• _Provided information_
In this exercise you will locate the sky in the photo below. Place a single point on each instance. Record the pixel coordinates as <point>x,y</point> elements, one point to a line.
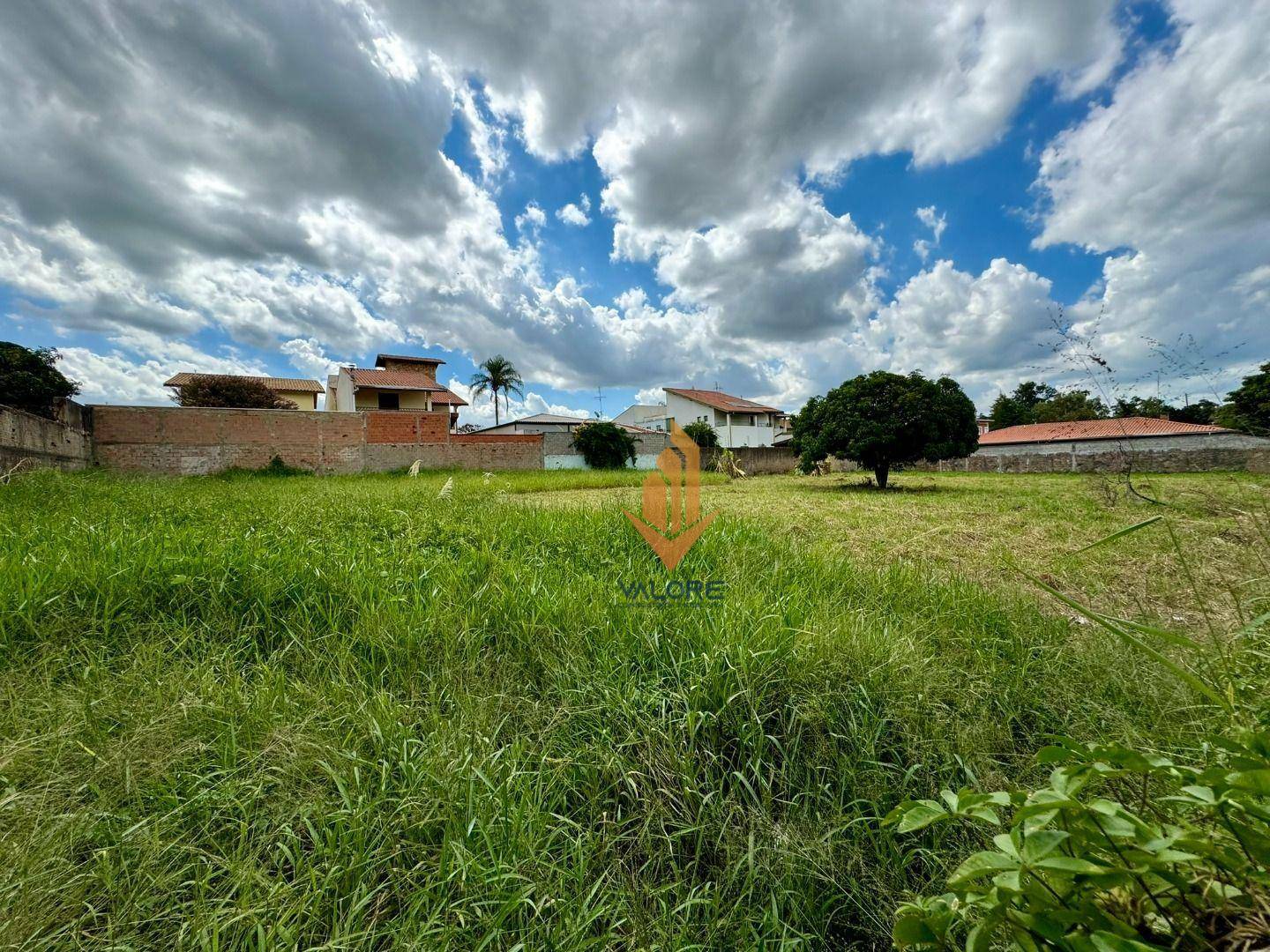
<point>765,197</point>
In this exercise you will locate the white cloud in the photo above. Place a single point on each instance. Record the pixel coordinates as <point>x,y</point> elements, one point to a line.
<point>937,222</point>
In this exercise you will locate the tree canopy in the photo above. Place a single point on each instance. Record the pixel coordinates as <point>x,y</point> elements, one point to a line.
<point>497,375</point>
<point>1247,406</point>
<point>603,444</point>
<point>31,381</point>
<point>883,419</point>
<point>235,392</point>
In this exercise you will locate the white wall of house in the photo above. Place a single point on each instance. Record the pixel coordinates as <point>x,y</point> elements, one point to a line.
<point>756,429</point>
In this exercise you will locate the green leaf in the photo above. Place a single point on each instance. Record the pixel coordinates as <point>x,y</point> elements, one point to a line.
<point>921,814</point>
<point>981,865</point>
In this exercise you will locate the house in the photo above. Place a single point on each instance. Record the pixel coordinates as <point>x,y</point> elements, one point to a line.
<point>738,421</point>
<point>553,423</point>
<point>302,392</point>
<point>394,383</point>
<point>648,415</point>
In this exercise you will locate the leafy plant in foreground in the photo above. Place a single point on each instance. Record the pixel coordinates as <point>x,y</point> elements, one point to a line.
<point>1123,850</point>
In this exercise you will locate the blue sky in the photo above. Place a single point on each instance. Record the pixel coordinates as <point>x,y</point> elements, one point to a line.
<point>773,202</point>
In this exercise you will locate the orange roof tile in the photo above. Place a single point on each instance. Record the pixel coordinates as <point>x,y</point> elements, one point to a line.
<point>294,383</point>
<point>721,401</point>
<point>1095,429</point>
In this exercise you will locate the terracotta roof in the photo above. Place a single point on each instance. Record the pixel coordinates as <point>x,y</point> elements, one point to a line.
<point>292,383</point>
<point>394,380</point>
<point>1095,429</point>
<point>721,401</point>
<point>381,358</point>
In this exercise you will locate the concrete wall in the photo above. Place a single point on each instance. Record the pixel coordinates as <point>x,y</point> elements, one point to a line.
<point>1192,453</point>
<point>557,455</point>
<point>64,443</point>
<point>190,441</point>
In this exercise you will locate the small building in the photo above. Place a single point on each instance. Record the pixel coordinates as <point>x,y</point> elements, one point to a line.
<point>648,415</point>
<point>394,383</point>
<point>302,392</point>
<point>738,421</point>
<point>1143,443</point>
<point>553,423</point>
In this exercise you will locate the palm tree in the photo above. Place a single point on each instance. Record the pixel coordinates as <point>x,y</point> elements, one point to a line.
<point>494,375</point>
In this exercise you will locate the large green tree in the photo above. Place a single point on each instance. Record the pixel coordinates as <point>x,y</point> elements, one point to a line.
<point>494,376</point>
<point>1247,407</point>
<point>883,419</point>
<point>31,381</point>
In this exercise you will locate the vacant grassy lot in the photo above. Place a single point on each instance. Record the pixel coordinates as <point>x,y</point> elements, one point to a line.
<point>344,712</point>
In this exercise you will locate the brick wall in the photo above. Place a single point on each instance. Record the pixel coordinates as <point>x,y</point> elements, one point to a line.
<point>41,442</point>
<point>195,441</point>
<point>1192,453</point>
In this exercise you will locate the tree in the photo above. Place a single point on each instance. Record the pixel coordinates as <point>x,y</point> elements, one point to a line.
<point>1199,412</point>
<point>1071,405</point>
<point>703,435</point>
<point>236,392</point>
<point>603,444</point>
<point>883,419</point>
<point>1247,407</point>
<point>31,381</point>
<point>497,375</point>
<point>1145,406</point>
<point>1020,407</point>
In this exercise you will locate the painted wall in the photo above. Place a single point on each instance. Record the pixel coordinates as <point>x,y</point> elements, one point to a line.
<point>195,441</point>
<point>26,439</point>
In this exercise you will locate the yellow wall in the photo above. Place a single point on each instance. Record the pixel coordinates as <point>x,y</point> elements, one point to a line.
<point>303,398</point>
<point>369,398</point>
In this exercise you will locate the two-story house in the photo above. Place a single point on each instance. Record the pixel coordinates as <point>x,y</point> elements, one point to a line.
<point>738,421</point>
<point>395,383</point>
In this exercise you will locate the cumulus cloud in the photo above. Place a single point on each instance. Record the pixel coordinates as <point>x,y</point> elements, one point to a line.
<point>937,222</point>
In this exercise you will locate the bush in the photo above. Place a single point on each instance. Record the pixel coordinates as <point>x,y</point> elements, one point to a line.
<point>883,419</point>
<point>703,435</point>
<point>605,446</point>
<point>231,392</point>
<point>31,383</point>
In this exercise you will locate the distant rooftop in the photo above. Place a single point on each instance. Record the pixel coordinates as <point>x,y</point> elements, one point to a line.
<point>381,358</point>
<point>292,383</point>
<point>1117,428</point>
<point>723,401</point>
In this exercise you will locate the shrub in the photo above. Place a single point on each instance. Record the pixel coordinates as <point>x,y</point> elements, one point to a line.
<point>29,380</point>
<point>605,446</point>
<point>884,419</point>
<point>234,392</point>
<point>703,435</point>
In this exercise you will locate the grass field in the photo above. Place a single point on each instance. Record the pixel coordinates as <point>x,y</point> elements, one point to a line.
<point>254,712</point>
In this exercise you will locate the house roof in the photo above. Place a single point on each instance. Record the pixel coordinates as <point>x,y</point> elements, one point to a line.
<point>560,418</point>
<point>381,358</point>
<point>721,401</point>
<point>1119,428</point>
<point>292,383</point>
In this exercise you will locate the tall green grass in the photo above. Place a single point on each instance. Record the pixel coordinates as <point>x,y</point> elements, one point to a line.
<point>343,712</point>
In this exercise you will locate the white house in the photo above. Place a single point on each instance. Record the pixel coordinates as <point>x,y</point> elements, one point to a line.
<point>648,415</point>
<point>738,421</point>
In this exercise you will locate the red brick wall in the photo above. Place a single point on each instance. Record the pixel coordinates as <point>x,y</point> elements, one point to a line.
<point>190,441</point>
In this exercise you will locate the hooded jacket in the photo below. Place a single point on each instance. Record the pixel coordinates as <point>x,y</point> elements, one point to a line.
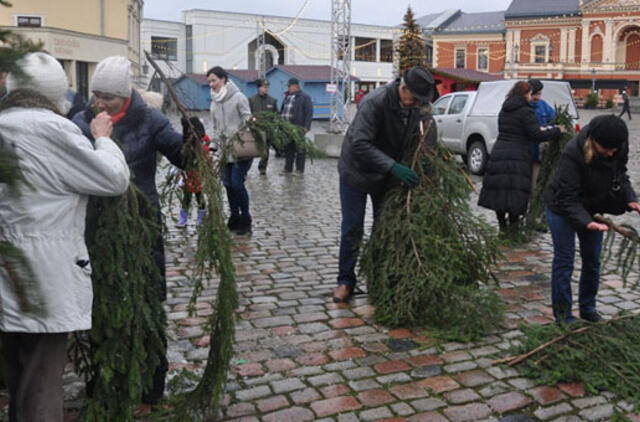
<point>506,186</point>
<point>579,190</point>
<point>229,113</point>
<point>377,138</point>
<point>47,220</point>
<point>142,132</point>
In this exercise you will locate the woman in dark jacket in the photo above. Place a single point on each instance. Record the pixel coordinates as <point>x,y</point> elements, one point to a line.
<point>591,178</point>
<point>507,183</point>
<point>142,132</point>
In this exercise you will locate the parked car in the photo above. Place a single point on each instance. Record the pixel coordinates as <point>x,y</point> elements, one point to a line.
<point>467,121</point>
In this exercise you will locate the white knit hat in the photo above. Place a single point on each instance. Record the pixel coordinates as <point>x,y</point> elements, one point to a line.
<point>113,76</point>
<point>44,75</point>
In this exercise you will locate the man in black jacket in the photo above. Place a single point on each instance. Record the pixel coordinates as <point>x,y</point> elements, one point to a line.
<point>375,142</point>
<point>297,109</point>
<point>262,101</point>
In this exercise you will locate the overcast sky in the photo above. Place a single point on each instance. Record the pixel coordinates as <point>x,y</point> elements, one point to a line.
<point>374,12</point>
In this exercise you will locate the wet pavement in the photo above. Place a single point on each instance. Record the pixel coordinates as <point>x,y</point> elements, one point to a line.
<point>301,357</point>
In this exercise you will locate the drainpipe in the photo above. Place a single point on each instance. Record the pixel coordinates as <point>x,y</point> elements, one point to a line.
<point>102,17</point>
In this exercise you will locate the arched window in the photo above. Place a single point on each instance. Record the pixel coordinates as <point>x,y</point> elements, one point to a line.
<point>596,48</point>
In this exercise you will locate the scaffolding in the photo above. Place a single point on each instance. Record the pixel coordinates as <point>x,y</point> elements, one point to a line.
<point>261,60</point>
<point>340,63</point>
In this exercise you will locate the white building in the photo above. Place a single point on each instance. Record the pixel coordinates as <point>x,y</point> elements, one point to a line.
<point>207,38</point>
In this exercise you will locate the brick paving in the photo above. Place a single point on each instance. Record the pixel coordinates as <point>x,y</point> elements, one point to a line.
<point>300,357</point>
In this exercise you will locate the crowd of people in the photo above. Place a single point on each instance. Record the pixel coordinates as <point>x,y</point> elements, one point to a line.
<point>115,139</point>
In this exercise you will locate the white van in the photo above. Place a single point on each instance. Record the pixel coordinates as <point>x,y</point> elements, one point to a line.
<point>467,121</point>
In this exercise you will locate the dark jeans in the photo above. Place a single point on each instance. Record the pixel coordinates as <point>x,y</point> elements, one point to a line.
<point>33,366</point>
<point>563,235</point>
<point>292,152</point>
<point>625,108</point>
<point>264,161</point>
<point>237,194</point>
<point>353,203</point>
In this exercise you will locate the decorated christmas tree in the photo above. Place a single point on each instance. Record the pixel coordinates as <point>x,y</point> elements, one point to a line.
<point>411,50</point>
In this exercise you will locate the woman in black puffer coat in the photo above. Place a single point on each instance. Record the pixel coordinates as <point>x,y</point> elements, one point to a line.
<point>590,178</point>
<point>507,183</point>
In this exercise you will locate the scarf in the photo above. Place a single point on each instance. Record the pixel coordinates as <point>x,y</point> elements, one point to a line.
<point>217,97</point>
<point>27,98</point>
<point>119,115</point>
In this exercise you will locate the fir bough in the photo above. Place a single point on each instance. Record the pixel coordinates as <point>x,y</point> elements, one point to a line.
<point>212,260</point>
<point>603,356</point>
<point>269,125</point>
<point>411,51</point>
<point>124,346</point>
<point>428,259</point>
<point>535,218</point>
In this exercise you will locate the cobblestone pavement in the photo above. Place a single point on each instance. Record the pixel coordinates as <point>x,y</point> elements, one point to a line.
<point>300,357</point>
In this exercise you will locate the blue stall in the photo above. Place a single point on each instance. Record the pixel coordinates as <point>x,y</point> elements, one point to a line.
<point>313,80</point>
<point>194,92</point>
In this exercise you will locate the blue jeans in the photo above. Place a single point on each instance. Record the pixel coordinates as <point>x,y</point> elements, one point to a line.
<point>353,202</point>
<point>563,235</point>
<point>233,181</point>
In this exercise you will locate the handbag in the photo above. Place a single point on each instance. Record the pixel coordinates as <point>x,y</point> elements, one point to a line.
<point>246,146</point>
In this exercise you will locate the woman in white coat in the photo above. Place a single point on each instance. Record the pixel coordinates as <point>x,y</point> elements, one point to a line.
<point>46,221</point>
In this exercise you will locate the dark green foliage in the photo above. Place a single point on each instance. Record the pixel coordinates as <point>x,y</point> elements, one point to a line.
<point>212,260</point>
<point>622,255</point>
<point>124,346</point>
<point>428,259</point>
<point>411,51</point>
<point>603,356</point>
<point>269,125</point>
<point>535,218</point>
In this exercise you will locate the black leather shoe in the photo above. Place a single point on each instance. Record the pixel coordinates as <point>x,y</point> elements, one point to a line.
<point>591,316</point>
<point>232,223</point>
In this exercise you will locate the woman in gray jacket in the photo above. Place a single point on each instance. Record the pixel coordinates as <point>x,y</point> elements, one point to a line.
<point>46,222</point>
<point>229,110</point>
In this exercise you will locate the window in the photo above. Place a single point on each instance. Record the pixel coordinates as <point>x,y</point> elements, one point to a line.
<point>164,48</point>
<point>31,21</point>
<point>440,106</point>
<point>386,51</point>
<point>483,59</point>
<point>460,58</point>
<point>365,49</point>
<point>540,54</point>
<point>429,54</point>
<point>457,105</point>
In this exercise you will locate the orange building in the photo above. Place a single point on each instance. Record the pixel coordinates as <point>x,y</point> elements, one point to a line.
<point>590,43</point>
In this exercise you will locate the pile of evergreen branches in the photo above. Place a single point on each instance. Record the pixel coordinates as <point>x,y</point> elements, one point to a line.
<point>428,259</point>
<point>124,345</point>
<point>603,356</point>
<point>535,218</point>
<point>280,132</point>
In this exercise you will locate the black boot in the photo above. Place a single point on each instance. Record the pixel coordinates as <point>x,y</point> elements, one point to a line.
<point>244,225</point>
<point>233,222</point>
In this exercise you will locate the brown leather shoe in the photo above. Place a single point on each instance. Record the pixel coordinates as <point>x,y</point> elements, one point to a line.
<point>342,293</point>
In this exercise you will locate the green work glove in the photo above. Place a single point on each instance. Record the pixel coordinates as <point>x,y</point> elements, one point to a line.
<point>405,174</point>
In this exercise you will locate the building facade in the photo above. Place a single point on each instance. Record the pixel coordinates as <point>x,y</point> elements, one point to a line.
<point>79,33</point>
<point>207,38</point>
<point>593,44</point>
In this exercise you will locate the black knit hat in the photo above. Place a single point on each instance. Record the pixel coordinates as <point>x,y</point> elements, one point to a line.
<point>420,82</point>
<point>536,85</point>
<point>609,131</point>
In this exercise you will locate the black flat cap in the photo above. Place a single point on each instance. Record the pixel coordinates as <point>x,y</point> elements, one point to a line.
<point>420,82</point>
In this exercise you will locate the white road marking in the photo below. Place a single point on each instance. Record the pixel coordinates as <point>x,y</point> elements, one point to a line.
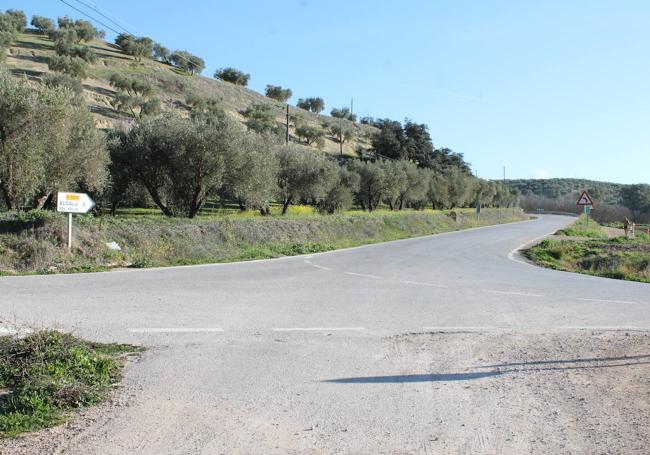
<point>462,328</point>
<point>363,275</point>
<point>176,330</point>
<point>603,327</point>
<point>419,283</point>
<point>318,329</point>
<point>607,301</point>
<point>523,294</point>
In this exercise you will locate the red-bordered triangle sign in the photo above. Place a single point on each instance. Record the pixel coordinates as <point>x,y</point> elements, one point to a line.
<point>585,199</point>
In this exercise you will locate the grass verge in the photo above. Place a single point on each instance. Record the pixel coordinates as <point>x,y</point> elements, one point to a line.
<point>620,258</point>
<point>46,374</point>
<point>38,245</point>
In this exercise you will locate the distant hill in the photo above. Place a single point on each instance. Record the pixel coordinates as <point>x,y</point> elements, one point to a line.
<point>563,189</point>
<point>29,54</point>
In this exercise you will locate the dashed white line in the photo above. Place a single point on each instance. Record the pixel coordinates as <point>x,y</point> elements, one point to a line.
<point>523,294</point>
<point>362,275</point>
<point>607,301</point>
<point>318,329</point>
<point>419,283</point>
<point>176,330</point>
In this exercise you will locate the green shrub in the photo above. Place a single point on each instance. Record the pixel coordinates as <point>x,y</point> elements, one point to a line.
<point>48,372</point>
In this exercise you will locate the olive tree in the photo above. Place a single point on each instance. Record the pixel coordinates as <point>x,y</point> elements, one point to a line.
<point>341,196</point>
<point>181,161</point>
<point>251,172</point>
<point>311,135</point>
<point>304,175</point>
<point>373,183</point>
<point>48,142</point>
<point>232,75</point>
<point>278,93</point>
<point>43,24</point>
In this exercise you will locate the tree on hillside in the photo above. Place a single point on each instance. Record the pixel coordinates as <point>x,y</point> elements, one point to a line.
<point>72,66</point>
<point>251,173</point>
<point>204,109</point>
<point>278,93</point>
<point>341,196</point>
<point>340,131</point>
<point>161,53</point>
<point>181,161</point>
<point>373,182</point>
<point>418,146</point>
<point>18,18</point>
<point>389,141</point>
<point>139,47</point>
<point>315,105</point>
<point>44,25</point>
<point>66,44</point>
<point>64,81</point>
<point>48,142</point>
<point>636,198</point>
<point>438,191</point>
<point>84,30</point>
<point>10,26</point>
<point>304,176</point>
<point>188,62</point>
<point>232,75</point>
<point>459,187</point>
<point>412,186</point>
<point>344,114</point>
<point>261,118</point>
<point>134,96</point>
<point>310,135</point>
<point>445,158</point>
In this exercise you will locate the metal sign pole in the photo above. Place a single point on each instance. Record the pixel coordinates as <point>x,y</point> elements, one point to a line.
<point>69,232</point>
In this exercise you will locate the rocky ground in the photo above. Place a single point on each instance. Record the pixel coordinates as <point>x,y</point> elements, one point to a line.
<point>462,392</point>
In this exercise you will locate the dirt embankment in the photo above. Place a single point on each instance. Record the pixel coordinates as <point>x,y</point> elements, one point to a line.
<point>38,246</point>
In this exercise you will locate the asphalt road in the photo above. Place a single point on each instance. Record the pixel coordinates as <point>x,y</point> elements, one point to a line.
<point>245,357</point>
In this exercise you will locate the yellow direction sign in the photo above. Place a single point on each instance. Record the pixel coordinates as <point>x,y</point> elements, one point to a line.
<point>74,203</point>
<point>585,199</point>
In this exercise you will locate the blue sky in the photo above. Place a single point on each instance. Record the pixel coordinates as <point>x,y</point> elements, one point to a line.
<point>547,89</point>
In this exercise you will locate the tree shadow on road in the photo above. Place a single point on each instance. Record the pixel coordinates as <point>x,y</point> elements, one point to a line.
<point>501,369</point>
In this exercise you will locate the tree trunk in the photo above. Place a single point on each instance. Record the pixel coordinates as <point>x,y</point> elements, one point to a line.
<point>41,201</point>
<point>9,201</point>
<point>285,205</point>
<point>156,199</point>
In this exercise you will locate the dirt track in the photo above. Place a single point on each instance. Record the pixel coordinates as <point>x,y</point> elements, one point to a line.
<point>491,393</point>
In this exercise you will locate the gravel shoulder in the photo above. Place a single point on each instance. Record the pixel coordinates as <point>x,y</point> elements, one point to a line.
<point>462,392</point>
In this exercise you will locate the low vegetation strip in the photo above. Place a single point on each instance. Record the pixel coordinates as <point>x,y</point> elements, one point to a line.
<point>589,251</point>
<point>46,374</point>
<point>37,244</point>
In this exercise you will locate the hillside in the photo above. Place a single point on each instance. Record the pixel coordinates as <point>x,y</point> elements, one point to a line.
<point>563,189</point>
<point>29,54</point>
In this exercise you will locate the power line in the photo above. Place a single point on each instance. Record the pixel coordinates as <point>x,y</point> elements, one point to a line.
<point>90,17</point>
<point>95,8</point>
<point>111,28</point>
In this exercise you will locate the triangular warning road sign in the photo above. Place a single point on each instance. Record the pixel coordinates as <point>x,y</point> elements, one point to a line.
<point>584,199</point>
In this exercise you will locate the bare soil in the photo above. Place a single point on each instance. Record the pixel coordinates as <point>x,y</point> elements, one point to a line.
<point>577,392</point>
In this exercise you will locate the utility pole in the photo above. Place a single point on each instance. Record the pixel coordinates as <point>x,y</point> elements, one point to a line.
<point>341,135</point>
<point>287,135</point>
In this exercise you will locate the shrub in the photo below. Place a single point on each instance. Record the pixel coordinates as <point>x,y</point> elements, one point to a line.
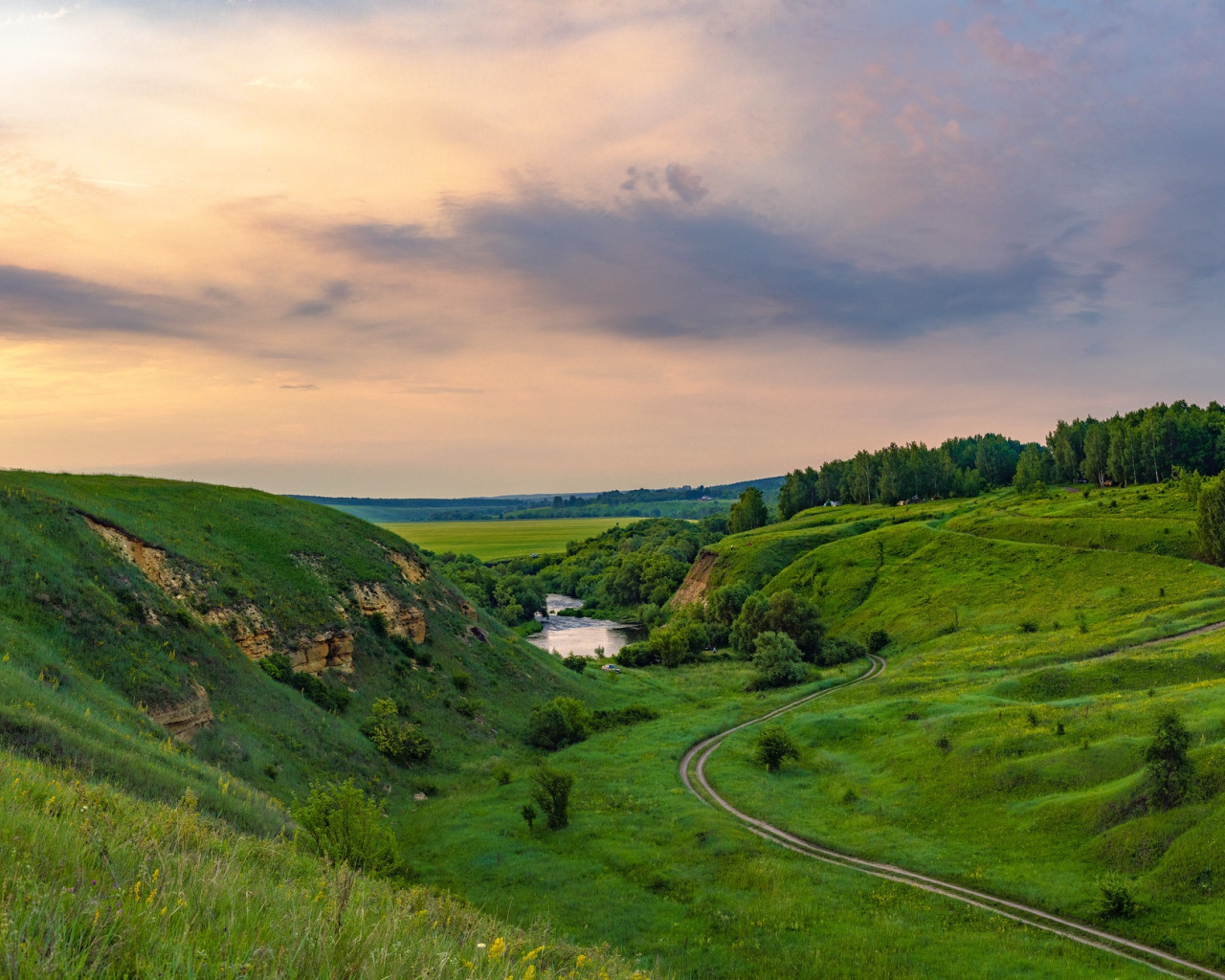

• _Task instructions_
Copy verbatim the lines above from the one containing "In this exercise you will locate the orange building" through the one containing "<point>609,131</point>", including both endpoint lines.

• _Output below_
In this exercise you will locate the orange building in the photo above. Place a single point on each instance. Record the pixel coordinates as <point>x,y</point> elements, one point to a line.
<point>590,43</point>
In this exercise you will locate the pile of evergreen branches in the photo above. Place a single point on each instance. Record the pixel coordinates as <point>x,y</point> elements, one point to a line.
<point>428,259</point>
<point>124,345</point>
<point>603,356</point>
<point>535,218</point>
<point>280,132</point>
In this exercise you will locate the black boot in the photo above. Place a single point on each instance. Record the pixel coordinates as <point>x,y</point> elements, one point to a line.
<point>244,225</point>
<point>233,222</point>
In this exercise you will locate the brown leather shoe in the photo above. Place a single point on each instance. Record the pixel coordinates as <point>x,y</point> elements, one point to a line.
<point>342,293</point>
In this exercise you will locate the green work glove in the photo above. Place a single point on each instance. Record the pixel coordinates as <point>x,y</point> elements, one point to a line.
<point>405,174</point>
In this exercise you will locate the building facade in the photo above. Place a single point on each instance. Record the pixel coordinates as <point>x,y</point> elements, one point to a line.
<point>79,33</point>
<point>207,38</point>
<point>593,44</point>
In this exercise you will locate the black knit hat in the photo above. Place a single point on each instance. Record the pixel coordinates as <point>x,y</point> elements, one point to a line.
<point>420,82</point>
<point>536,85</point>
<point>609,131</point>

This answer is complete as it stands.